**Dataset**
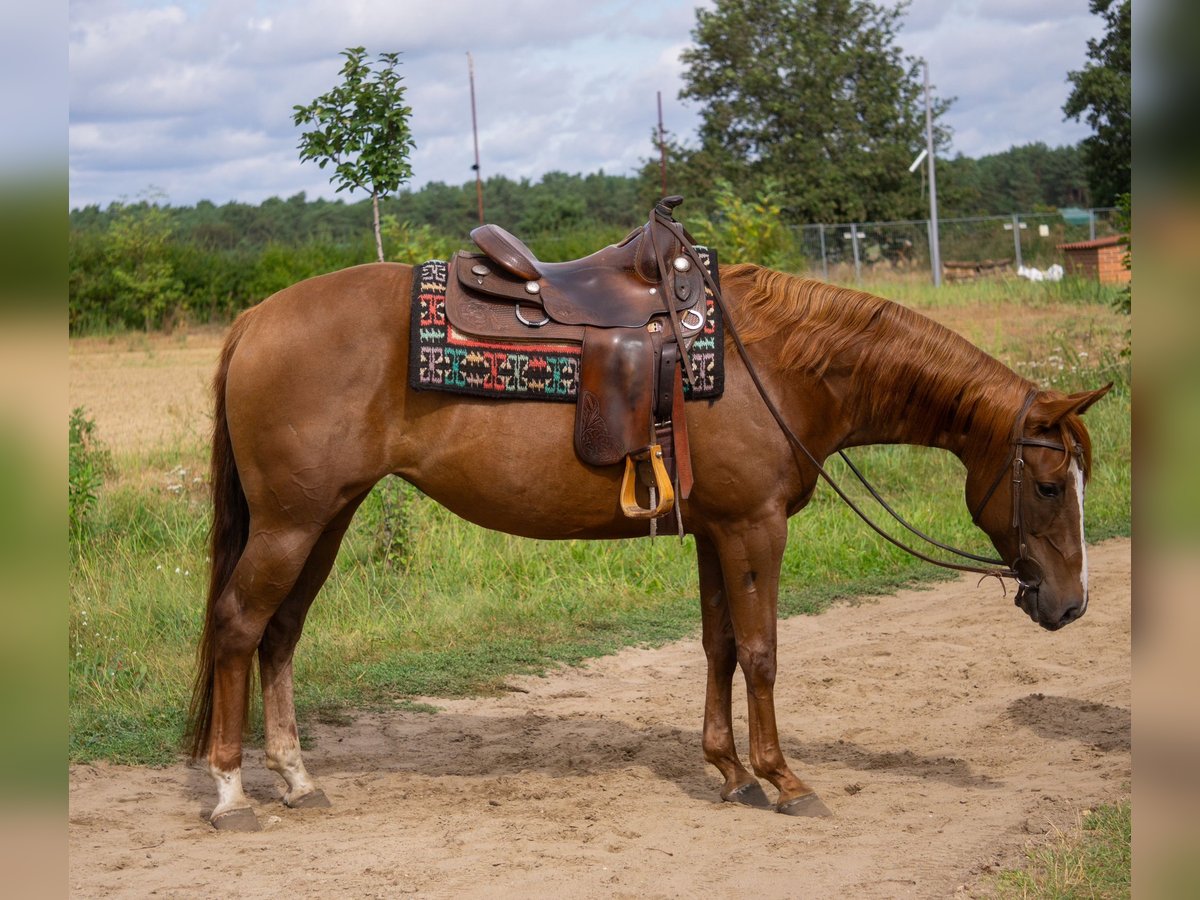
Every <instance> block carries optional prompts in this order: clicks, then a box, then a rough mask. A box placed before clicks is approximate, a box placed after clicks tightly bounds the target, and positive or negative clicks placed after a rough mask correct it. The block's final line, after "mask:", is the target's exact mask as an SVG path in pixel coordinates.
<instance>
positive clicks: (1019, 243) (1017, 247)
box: [1013, 212, 1024, 269]
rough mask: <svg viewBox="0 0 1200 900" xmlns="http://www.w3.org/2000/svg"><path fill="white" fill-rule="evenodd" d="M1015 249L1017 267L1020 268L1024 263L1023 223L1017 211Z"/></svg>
mask: <svg viewBox="0 0 1200 900" xmlns="http://www.w3.org/2000/svg"><path fill="white" fill-rule="evenodd" d="M1013 250H1014V251H1015V252H1016V268H1018V269H1020V268H1021V266H1022V265H1024V263H1022V262H1021V223H1020V220H1019V218H1018V215H1016V214H1015V212H1014V214H1013Z"/></svg>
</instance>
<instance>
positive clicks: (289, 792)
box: [258, 493, 366, 809]
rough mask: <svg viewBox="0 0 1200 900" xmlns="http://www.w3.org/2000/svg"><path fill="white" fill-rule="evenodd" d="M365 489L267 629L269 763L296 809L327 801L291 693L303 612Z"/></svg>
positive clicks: (277, 613)
mask: <svg viewBox="0 0 1200 900" xmlns="http://www.w3.org/2000/svg"><path fill="white" fill-rule="evenodd" d="M365 497H366V493H364V494H361V496H360V497H358V498H355V499H354V500H352V502H350V503H349V504H348V505H347V506H346V509H343V510H342V511H341V512H340V514H338V515H337V517H336V518H335V520H334V521H332V522H331V523H330V524H329V527H328V528H325V530H324V533H323V534H322V535H320V538H319V539H318V540H317V544H316V545H314V546H313V548H312V552H311V553H310V554H308V559H307V562H306V563H305V565H304V569H302V571H301V572H300V577H299V578H298V580H296V583H295V586H294V587H293V588H292V592H290V593H289V594H288V595H287V598H286V599H284V600H283V602H282V604H280V608H278V610H276V612H275V616H272V617H271V620H270V622H269V623H268V625H266V630H265V631H264V632H263V640H262V643H259V646H258V665H259V670H260V672H262V680H263V725H264V731H265V743H266V767H268V768H269V769H271V770H272V772H276V773H278V774H280V776H281V778H283V780H284V781H286V782H287V791H286V792H284V794H283V803H284V804H286V805H288V806H290V808H293V809H296V808H312V806H328V805H329V800H328V799H326V797H325V792H324V791H322V790H320V788H319V787H318V786H317V784H316V782H314V781H313V780H312V778H310V775H308V772H307V770H306V769H305V764H304V760H302V758H301V755H300V737H299V731H298V730H296V713H295V700H294V695H293V672H292V660H293V655H294V653H295V648H296V642H298V641H299V640H300V632H301V631H302V630H304V623H305V617H306V616H307V614H308V608H310V607H311V606H312V601H313V599H314V598H316V596H317V592H318V590H320V586H322V584H324V583H325V578H328V577H329V570H330V569H331V568H332V565H334V560H335V559H336V558H337V551H338V547H341V545H342V538H343V536H344V535H346V529H347V528H348V527H349V524H350V520H352V518H353V517H354V512H355V511H356V510H358V508H359V504H360V503H361V502H362V499H364V498H365Z"/></svg>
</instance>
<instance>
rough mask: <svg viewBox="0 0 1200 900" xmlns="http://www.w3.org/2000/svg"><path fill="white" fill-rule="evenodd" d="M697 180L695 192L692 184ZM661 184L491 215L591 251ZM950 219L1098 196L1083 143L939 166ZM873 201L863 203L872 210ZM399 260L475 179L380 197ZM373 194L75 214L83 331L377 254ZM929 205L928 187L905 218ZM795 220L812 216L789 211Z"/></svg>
mask: <svg viewBox="0 0 1200 900" xmlns="http://www.w3.org/2000/svg"><path fill="white" fill-rule="evenodd" d="M689 174H690V173H689V170H688V169H686V168H685V166H684V161H677V160H672V161H671V162H670V167H668V184H667V187H668V190H670V191H672V192H674V191H678V192H680V193H685V194H686V196H688V200H686V203H685V204H684V206H683V208H680V218H682V220H683V221H684V222H685V223H686V222H688V221H689V220H692V221H698V220H706V218H714V217H718V218H719V216H720V212H721V209H720V205H719V203H718V200H719V191H718V185H719V181H712V182H704V184H697V185H695V186H692V185H689V184H688V178H689ZM692 187H695V190H690V188H692ZM660 190H661V185H660V176H659V169H658V163H656V162H654V163H653V164H652V163H649V162H648V163H647V167H646V170H643V172H642V173H638V174H635V175H610V174H605V173H602V172H598V173H592V174H588V175H581V174H566V173H562V172H551V173H547V174H546V175H544V176H542V178H541V179H539V180H538V181H530V180H528V179H520V180H514V179H509V178H505V176H503V175H494V176H492V178H488V179H486V180H485V182H484V199H485V212H486V218H487V220H488V221H491V222H496V223H498V224H500V226H503V227H505V228H508V229H509V230H511V232H514V233H516V234H518V235H521V236H522V238H524V239H527V240H528V241H530V242H532V245H533V246H534V250H535V251H536V252H538V253H539V254H540V256H542V257H544V258H546V259H568V258H572V257H578V256H583V254H586V253H588V252H590V251H593V250H596V248H599V247H600V246H604V245H605V244H608V242H612V241H614V240H617V239H619V238H620V236H622V235H623V234H625V232H628V230H629V229H631V228H634V227H635V226H637V224H638V223H641V222H643V221H644V220H646V215H647V211H648V210H649V208H650V205H653V203H654V202H655V200H656V199H658V194H659V192H660ZM938 199H940V208H941V215H942V216H946V217H950V216H971V215H990V214H997V215H998V214H1007V212H1013V211H1037V210H1048V209H1055V208H1060V206H1069V205H1082V206H1086V205H1088V203H1090V196H1088V191H1087V182H1086V174H1085V169H1084V157H1082V154H1081V150H1080V149H1079V148H1074V146H1063V148H1048V146H1045V145H1044V144H1030V145H1026V146H1019V148H1013V149H1010V150H1007V151H1004V152H1002V154H995V155H991V156H984V157H980V158H978V160H972V158H967V157H962V156H959V157H956V158H953V160H943V161H940V162H938ZM870 209H871V208H870V205H868V208H865V210H864V211H870ZM379 211H380V217H382V220H383V239H384V252H385V257H386V258H388V259H392V260H398V262H420V260H421V259H426V258H432V257H445V256H449V254H450V253H452V252H454V251H455V250H457V248H460V247H466V246H468V245H469V239H468V236H467V235H468V233H469V232H470V229H472V228H474V227H475V226H476V224H478V223H479V222H478V211H476V205H475V185H474V182H466V184H463V185H457V186H455V185H446V184H442V182H432V184H428V185H425V186H424V187H421V188H419V190H406V191H400V192H398V193H396V194H392V196H391V197H388V198H385V199H382V200H380V202H379ZM372 215H373V214H372V204H371V200H370V199H362V200H358V202H346V200H342V199H336V200H328V199H323V198H313V199H308V198H307V197H306V196H305V194H304V193H302V192H301V193H296V194H294V196H293V197H288V198H287V199H281V198H278V197H271V198H269V199H266V200H264V202H263V203H260V204H257V205H256V204H248V203H239V202H230V203H226V204H220V205H218V204H215V203H211V202H209V200H200V202H199V203H197V204H196V205H182V206H175V205H169V204H167V203H166V202H164V198H161V197H145V198H142V199H138V200H136V202H131V203H114V204H110V205H109V206H107V208H104V209H101V208H100V206H97V205H89V206H83V208H80V209H74V210H71V212H70V236H68V300H70V306H68V308H70V323H71V330H72V332H73V334H79V332H88V331H97V330H107V329H113V328H149V329H154V328H169V326H172V325H173V324H174V323H176V322H178V320H181V319H188V320H192V322H210V320H216V322H223V320H228V319H229V318H232V317H233V316H234V314H236V313H238V312H239V311H240V310H244V308H246V307H247V306H251V305H253V304H256V302H258V301H259V300H262V299H263V298H265V296H269V295H270V294H272V293H275V292H276V290H280V289H282V288H284V287H287V286H288V284H292V283H294V282H296V281H300V280H301V278H306V277H310V276H313V275H319V274H322V272H326V271H332V270H335V269H341V268H344V266H348V265H358V264H360V263H368V262H372V260H373V259H374V258H376V247H374V240H373V236H372V229H371V222H372ZM925 215H928V212H926V209H925V206H924V205H923V200H922V197H920V194H919V192H918V193H916V194H914V197H913V203H912V204H911V205H910V206H905V208H898V209H895V217H898V218H924V217H925ZM780 217H781V220H782V222H784V224H804V222H803V221H797V220H796V217H794V215H791V214H790V211H788V210H786V209H782V210H781V211H780Z"/></svg>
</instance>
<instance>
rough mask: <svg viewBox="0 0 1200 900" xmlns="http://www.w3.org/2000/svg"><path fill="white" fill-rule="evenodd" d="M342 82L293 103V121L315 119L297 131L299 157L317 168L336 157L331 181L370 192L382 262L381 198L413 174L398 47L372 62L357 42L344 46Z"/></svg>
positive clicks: (362, 190)
mask: <svg viewBox="0 0 1200 900" xmlns="http://www.w3.org/2000/svg"><path fill="white" fill-rule="evenodd" d="M342 55H343V56H346V65H343V66H342V72H341V74H342V83H341V84H340V85H337V86H336V88H334V89H332V90H331V91H329V92H328V94H323V95H320V96H319V97H317V98H316V100H314V101H312V103H310V104H308V106H296V107H293V109H294V110H295V112H294V115H293V121H294V122H295V125H298V126H300V125H316V126H317V127H314V128H313V130H312V131H306V132H304V133H302V134H301V136H300V146H299V149H300V160H301V162H304V161H307V160H316V161H317V164H318V166H319V167H320V168H325V166H328V164H329V163H334V174H332V175H330V178H329V180H330V182H332V184H335V185H337V190H338V191H350V192H352V193H353V192H354V190H355V188H360V190H362V191H366V192H367V193H368V194H371V205H372V209H373V211H374V234H376V250H377V252H378V256H379V262H383V235H382V233H380V229H379V198H380V197H386V196H389V194H390V193H394V192H395V191H397V190H398V188H400V186H401V185H402V184H404V182H406V181H407V180H408V179H409V178H412V175H413V167H412V166H409V163H408V154H409V151H410V150H412V149H413V146H414V143H413V134H412V131H410V130H409V127H408V116H409V115H412V113H413V110H412V109H410V108H409V107H406V106H404V104H403V102H402V101H403V98H404V85H403V84H402V83H401V82H402V80H403V79H402V78H401V76H400V73H398V72H397V71H396V67H397V66H398V65H400V54H398V53H380V54H379V56H378V58H377V60H376V61H377V64H378V65H379V67H378V68H372V64H371V62H368V61H367V53H366V50H365V49H364V48H361V47H350V48H348V49H346V50H342Z"/></svg>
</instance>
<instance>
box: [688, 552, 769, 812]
mask: <svg viewBox="0 0 1200 900" xmlns="http://www.w3.org/2000/svg"><path fill="white" fill-rule="evenodd" d="M696 562H697V563H698V565H700V611H701V617H702V619H703V623H704V632H703V644H704V655H706V658H707V659H708V685H707V689H706V691H704V738H703V746H704V758H706V760H707V761H708V762H710V763H712V764H713V766H715V767H716V769H718V770H719V772H720V773H721V775H724V776H725V785H724V786H722V787H721V799H722V800H730V802H732V803H744V804H746V805H749V806H760V808H764V806H769V805H770V802H769V800H768V799H767V794H766V793H763V790H762V786H761V785H760V784H758V781H757V780H756V779H755V776H754V775H751V774H750V773H749V772H748V770H746V768H745V766H743V764H742V760H740V758H738V751H737V746H736V745H734V743H733V721H732V709H731V703H732V694H733V670H734V668H737V665H738V656H737V643H736V642H734V640H733V625H732V624H731V623H730V606H728V602H727V599H726V595H725V582H724V580H722V577H721V560H720V558H719V557H718V554H716V548H715V547H714V546H713V542H712V541H710V540H708V538H706V536H703V535H696Z"/></svg>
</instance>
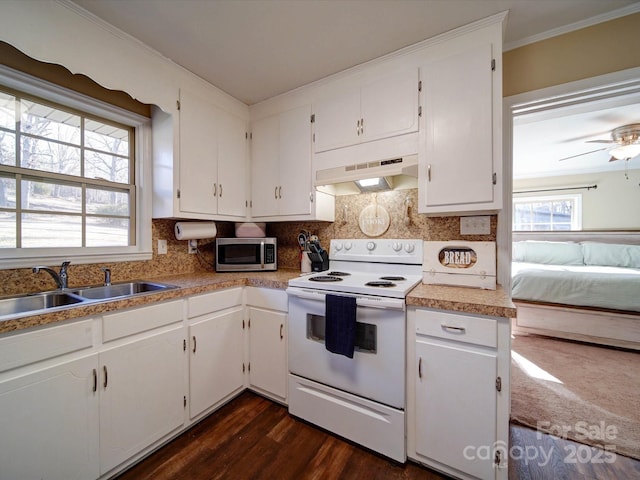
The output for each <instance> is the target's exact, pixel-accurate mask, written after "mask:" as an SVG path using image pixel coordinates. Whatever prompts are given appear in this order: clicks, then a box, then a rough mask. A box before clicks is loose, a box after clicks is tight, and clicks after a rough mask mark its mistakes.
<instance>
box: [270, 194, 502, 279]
mask: <svg viewBox="0 0 640 480" xmlns="http://www.w3.org/2000/svg"><path fill="white" fill-rule="evenodd" d="M374 202H375V203H377V204H378V205H379V206H381V207H384V208H385V209H386V210H387V212H388V213H389V217H390V223H389V229H388V230H387V231H386V232H385V233H384V234H382V235H381V236H379V237H376V238H421V239H423V240H438V241H443V240H476V241H495V239H496V230H497V216H496V215H492V216H491V234H490V235H460V217H458V216H455V217H427V216H425V215H423V214H419V213H418V189H411V190H393V191H390V192H381V193H377V194H373V193H369V194H359V195H344V196H339V197H336V221H335V222H334V223H328V222H279V223H270V224H269V225H268V226H267V235H269V236H272V237H277V238H278V266H279V267H281V268H294V269H297V268H300V247H299V246H298V241H297V238H298V233H299V232H300V230H302V229H304V230H309V231H310V232H311V233H312V234H316V235H318V237H319V239H320V243H321V244H322V245H323V247H325V248H328V247H329V240H331V239H332V238H371V237H368V236H367V235H365V234H364V233H363V232H362V231H361V230H360V227H359V224H358V219H359V216H360V213H361V212H362V210H364V209H365V207H367V206H368V205H372V204H374ZM407 217H408V224H407V222H406V220H407Z"/></svg>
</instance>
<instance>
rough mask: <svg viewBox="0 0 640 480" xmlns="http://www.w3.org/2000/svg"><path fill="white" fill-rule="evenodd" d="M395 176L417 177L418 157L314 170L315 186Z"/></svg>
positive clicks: (407, 156) (363, 163) (373, 162)
mask: <svg viewBox="0 0 640 480" xmlns="http://www.w3.org/2000/svg"><path fill="white" fill-rule="evenodd" d="M396 175H409V176H412V177H417V176H418V156H417V155H407V156H404V157H399V158H392V159H388V160H375V161H372V162H359V163H353V164H350V165H344V166H339V167H334V168H327V169H324V170H316V178H315V185H316V186H318V185H332V184H335V183H343V182H353V181H355V180H363V179H366V178H373V177H393V176H396Z"/></svg>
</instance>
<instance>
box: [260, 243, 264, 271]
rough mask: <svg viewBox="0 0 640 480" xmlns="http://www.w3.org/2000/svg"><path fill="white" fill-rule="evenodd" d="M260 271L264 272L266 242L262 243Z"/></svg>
mask: <svg viewBox="0 0 640 480" xmlns="http://www.w3.org/2000/svg"><path fill="white" fill-rule="evenodd" d="M260 269H261V270H264V240H263V241H261V242H260Z"/></svg>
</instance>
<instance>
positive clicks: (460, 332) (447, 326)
mask: <svg viewBox="0 0 640 480" xmlns="http://www.w3.org/2000/svg"><path fill="white" fill-rule="evenodd" d="M441 327H442V329H443V330H447V331H449V332H451V333H464V332H465V331H466V328H464V327H452V326H451V325H441Z"/></svg>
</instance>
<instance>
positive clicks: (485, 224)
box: [460, 215, 491, 235]
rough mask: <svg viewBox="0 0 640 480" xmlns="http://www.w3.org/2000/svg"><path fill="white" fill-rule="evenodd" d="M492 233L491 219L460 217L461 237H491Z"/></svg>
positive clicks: (490, 217)
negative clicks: (488, 236)
mask: <svg viewBox="0 0 640 480" xmlns="http://www.w3.org/2000/svg"><path fill="white" fill-rule="evenodd" d="M490 233H491V217H489V216H486V215H483V216H477V217H460V235H489V234H490Z"/></svg>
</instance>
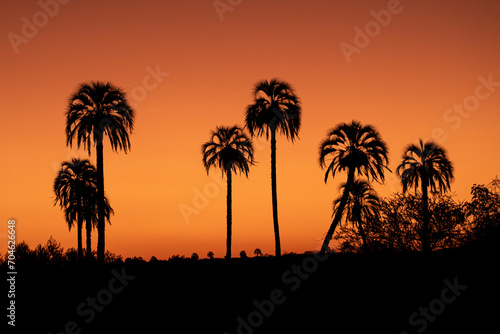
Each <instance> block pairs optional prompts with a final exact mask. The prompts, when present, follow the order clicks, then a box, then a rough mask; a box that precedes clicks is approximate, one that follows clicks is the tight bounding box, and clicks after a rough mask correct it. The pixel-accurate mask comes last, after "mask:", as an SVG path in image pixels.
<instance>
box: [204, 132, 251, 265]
mask: <svg viewBox="0 0 500 334" xmlns="http://www.w3.org/2000/svg"><path fill="white" fill-rule="evenodd" d="M253 153H254V149H253V145H252V141H251V140H250V138H249V137H248V136H247V134H246V133H245V132H244V131H243V130H242V129H241V128H239V127H238V126H232V127H224V126H220V127H217V128H216V130H215V131H212V134H211V137H210V140H209V141H207V142H206V143H205V144H203V146H202V154H203V159H202V160H203V166H205V169H206V170H207V174H208V173H209V171H210V168H211V167H214V168H216V167H218V168H220V169H221V171H222V176H224V175H226V177H227V198H226V200H227V215H226V220H227V241H226V259H230V258H231V234H232V206H231V204H232V188H231V187H232V184H231V178H232V172H234V173H236V172H240V173H245V176H246V177H248V172H249V170H250V165H253V164H254V159H253Z"/></svg>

**Work order**
Only the lines above from the line containing "249L1017 267L1020 268L1024" through the line containing "box: [258, 493, 366, 809]" should be retyped, exactly and with both ends included.

**The answer**
rough mask: <svg viewBox="0 0 1200 900" xmlns="http://www.w3.org/2000/svg"><path fill="white" fill-rule="evenodd" d="M1015 249L1017 267L1020 268L1024 263L1023 223L1017 211Z"/></svg>
mask: <svg viewBox="0 0 1200 900" xmlns="http://www.w3.org/2000/svg"><path fill="white" fill-rule="evenodd" d="M1013 250H1014V251H1015V252H1016V268H1018V269H1020V268H1021V266H1022V265H1024V263H1022V262H1021V223H1020V220H1019V218H1018V215H1016V214H1015V212H1014V214H1013Z"/></svg>
</instance>
<instance>
positive clicks: (289, 792)
box: [258, 493, 366, 809]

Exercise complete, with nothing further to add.